Copy all lines containing the string "rough" from the records below.

*** Opening of Available data ***

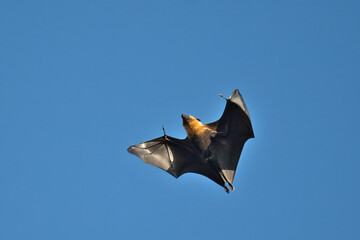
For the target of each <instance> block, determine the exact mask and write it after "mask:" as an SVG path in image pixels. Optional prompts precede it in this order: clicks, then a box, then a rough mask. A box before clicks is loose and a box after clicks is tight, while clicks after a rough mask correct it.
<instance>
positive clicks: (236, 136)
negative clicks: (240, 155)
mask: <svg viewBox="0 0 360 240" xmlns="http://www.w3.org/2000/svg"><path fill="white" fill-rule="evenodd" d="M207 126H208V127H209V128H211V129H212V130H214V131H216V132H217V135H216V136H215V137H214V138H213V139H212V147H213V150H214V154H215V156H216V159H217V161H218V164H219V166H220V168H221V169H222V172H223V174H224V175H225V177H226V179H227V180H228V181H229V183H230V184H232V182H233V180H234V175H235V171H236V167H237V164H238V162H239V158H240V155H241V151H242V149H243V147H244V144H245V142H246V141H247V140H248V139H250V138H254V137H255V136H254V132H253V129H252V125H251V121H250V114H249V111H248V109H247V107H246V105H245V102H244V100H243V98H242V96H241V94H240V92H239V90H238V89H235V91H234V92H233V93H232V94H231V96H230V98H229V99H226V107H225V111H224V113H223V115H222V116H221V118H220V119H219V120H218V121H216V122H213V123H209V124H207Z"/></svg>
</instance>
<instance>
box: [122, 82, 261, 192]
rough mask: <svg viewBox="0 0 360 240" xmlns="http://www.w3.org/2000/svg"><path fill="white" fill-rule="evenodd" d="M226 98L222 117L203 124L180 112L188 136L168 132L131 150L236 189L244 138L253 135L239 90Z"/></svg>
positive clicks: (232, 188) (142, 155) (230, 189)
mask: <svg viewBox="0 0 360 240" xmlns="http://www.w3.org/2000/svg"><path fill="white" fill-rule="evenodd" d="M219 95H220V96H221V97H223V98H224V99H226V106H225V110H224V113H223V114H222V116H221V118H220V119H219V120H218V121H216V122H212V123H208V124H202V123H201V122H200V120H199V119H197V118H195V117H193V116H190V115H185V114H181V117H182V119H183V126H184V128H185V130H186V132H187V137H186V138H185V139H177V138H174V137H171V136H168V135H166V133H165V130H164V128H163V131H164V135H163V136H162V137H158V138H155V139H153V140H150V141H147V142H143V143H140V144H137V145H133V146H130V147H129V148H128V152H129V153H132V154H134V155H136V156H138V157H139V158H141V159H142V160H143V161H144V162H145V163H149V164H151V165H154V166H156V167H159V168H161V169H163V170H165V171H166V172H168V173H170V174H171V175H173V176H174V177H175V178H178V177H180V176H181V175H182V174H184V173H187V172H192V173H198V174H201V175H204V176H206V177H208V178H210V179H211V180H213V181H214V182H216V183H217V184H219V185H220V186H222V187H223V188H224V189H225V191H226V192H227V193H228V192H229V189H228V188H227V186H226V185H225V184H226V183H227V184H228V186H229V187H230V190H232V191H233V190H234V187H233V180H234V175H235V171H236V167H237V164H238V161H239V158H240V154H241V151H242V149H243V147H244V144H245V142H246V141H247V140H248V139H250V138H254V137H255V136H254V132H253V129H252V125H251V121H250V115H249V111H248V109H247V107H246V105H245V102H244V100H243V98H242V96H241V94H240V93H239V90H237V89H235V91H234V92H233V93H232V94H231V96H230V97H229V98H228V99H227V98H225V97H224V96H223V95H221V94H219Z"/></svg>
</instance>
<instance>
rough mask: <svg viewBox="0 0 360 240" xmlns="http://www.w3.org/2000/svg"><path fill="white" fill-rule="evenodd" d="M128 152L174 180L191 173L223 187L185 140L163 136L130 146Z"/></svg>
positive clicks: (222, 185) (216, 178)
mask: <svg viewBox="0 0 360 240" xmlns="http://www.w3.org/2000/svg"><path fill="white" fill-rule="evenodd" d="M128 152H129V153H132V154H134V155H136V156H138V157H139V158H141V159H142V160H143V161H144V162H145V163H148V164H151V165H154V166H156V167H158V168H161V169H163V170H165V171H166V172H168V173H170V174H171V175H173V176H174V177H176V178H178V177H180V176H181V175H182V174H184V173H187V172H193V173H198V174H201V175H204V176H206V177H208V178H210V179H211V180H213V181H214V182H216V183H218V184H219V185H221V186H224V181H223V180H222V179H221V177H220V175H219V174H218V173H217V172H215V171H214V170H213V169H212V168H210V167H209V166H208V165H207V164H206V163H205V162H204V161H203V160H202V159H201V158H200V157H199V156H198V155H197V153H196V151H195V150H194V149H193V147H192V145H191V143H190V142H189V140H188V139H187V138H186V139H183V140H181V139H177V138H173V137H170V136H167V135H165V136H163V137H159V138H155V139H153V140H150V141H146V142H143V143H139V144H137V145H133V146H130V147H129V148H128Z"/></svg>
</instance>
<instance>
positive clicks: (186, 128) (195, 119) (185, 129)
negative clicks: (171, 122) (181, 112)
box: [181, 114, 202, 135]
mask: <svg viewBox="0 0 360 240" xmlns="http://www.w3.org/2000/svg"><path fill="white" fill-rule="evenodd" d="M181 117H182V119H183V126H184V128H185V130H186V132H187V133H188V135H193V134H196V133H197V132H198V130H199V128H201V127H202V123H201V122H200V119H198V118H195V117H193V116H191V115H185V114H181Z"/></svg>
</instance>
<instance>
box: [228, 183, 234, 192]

*** Close of Available data ***

▸ **Solution to this task**:
For the target of each <instance> block, determine the exact mask and write it after "mask:" as an SVG path in image pixels. Optional prompts precede it in this order: clicks, then a box, then a rough mask. A box before clicks is loose and a box after clicks is tight, while clicks after a rough mask correct it.
rough mask: <svg viewBox="0 0 360 240" xmlns="http://www.w3.org/2000/svg"><path fill="white" fill-rule="evenodd" d="M226 98L222 117L203 124L180 112L188 136L168 132L131 150L236 189L244 138L253 135L239 90Z"/></svg>
rough mask: <svg viewBox="0 0 360 240" xmlns="http://www.w3.org/2000/svg"><path fill="white" fill-rule="evenodd" d="M128 152L174 180L191 173L223 187L185 140L163 136L130 146Z"/></svg>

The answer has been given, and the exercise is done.